Reproduce every entry exactly and leave its pictures out.

Dataset entries:
§ §
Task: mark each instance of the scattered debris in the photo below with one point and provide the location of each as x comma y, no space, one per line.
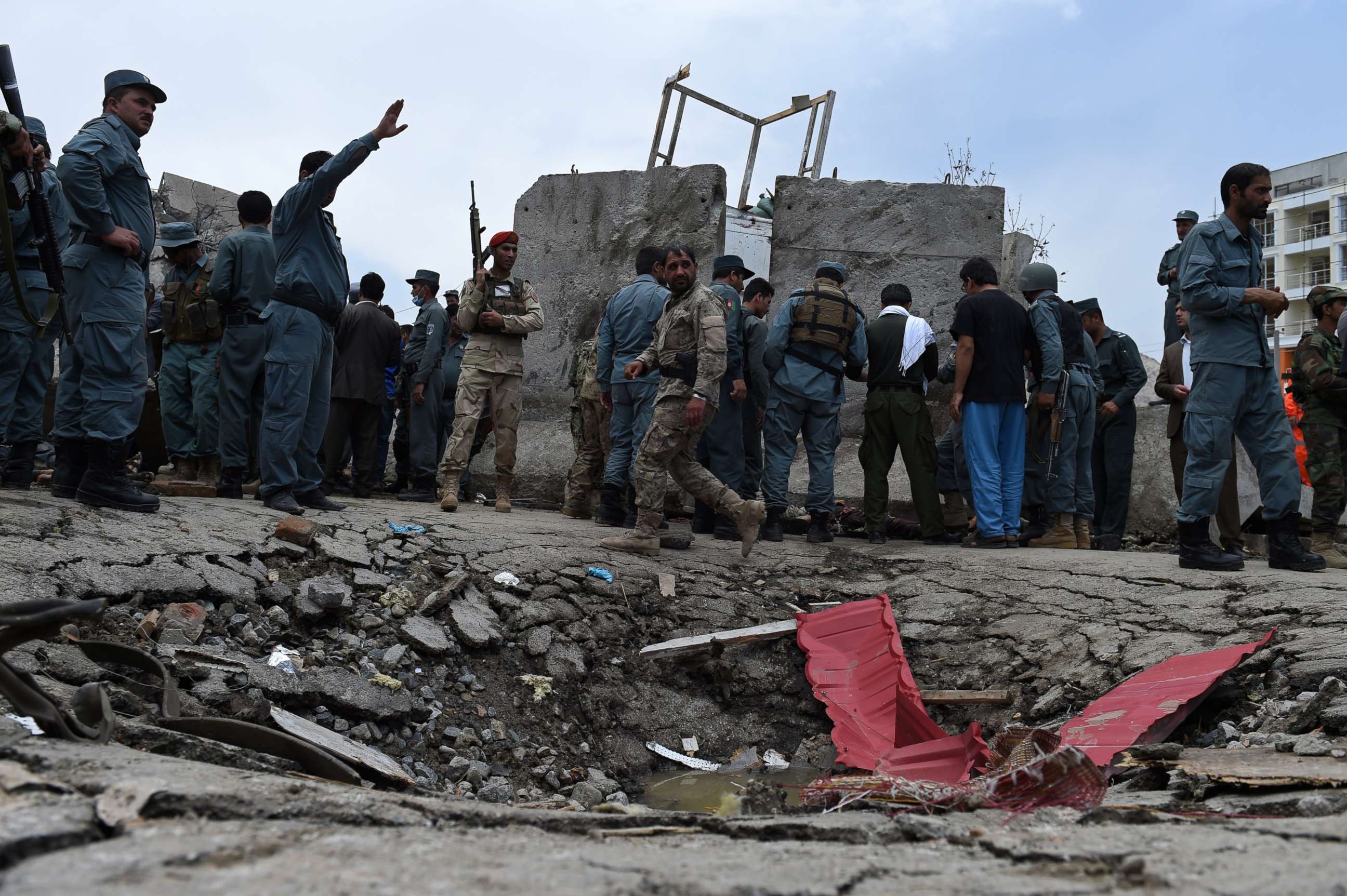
28,721
286,660
698,644
957,697
1151,704
1254,767
542,685
297,530
691,762
340,746
866,719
§ §
- _RESPONSE TO THE EXERCISE_
Task: mark each instance of the scattered debris in the photo below with one point and provide the location of each as x comma y, no space, one per line.
28,721
286,660
698,644
957,697
1151,704
1254,767
542,685
297,530
691,762
340,746
866,719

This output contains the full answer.